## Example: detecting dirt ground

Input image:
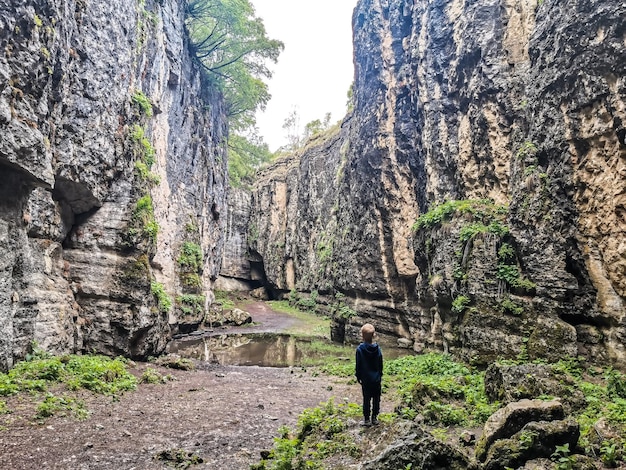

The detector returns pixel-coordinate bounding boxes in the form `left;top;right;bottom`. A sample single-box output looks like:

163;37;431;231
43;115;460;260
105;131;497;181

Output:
0;302;376;470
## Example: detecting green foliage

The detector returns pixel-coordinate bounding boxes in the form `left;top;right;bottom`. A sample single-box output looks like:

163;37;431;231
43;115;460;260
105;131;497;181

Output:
35;393;89;420
500;297;524;316
213;289;235;310
498;243;515;262
176;294;206;315
177;242;204;272
228;133;272;188
150;282;172;313
139;367;173;384
186;0;284;130
0;355;137;400
295;290;318;312
422;401;468;426
181;273;202;290
515;142;537;159
600;441;622;468
330;292;358;320
253;399;361;470
130;90;152;117
605;368;626;398
519;431;539;450
133;194;159;243
135;160;161;186
383;353;500;426
413;199;509;237
551;444;576;470
452;295;472;314
130;124;156;170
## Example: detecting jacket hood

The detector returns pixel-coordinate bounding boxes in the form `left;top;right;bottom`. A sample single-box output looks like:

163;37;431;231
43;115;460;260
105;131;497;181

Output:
359;343;380;356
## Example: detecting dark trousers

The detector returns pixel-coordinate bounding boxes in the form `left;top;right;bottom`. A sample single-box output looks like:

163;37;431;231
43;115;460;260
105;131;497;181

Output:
361;382;381;421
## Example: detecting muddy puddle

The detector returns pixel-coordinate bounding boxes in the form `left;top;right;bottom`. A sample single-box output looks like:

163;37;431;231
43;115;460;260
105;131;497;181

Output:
167;333;409;367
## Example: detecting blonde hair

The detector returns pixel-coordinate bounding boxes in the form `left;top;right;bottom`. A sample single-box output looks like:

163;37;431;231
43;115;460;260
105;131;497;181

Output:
361;323;376;343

•••••

** Prompt **
Pick out each line in the data above that contains the word "Example", and copy those lines in full.

** Answer below **
## Example: detecting dirt ground
## Example: detecting green foliage
## Example: detecting jacket hood
## Example: detecting dark trousers
## Example: detecting muddy puddle
## Example: detecting blonde hair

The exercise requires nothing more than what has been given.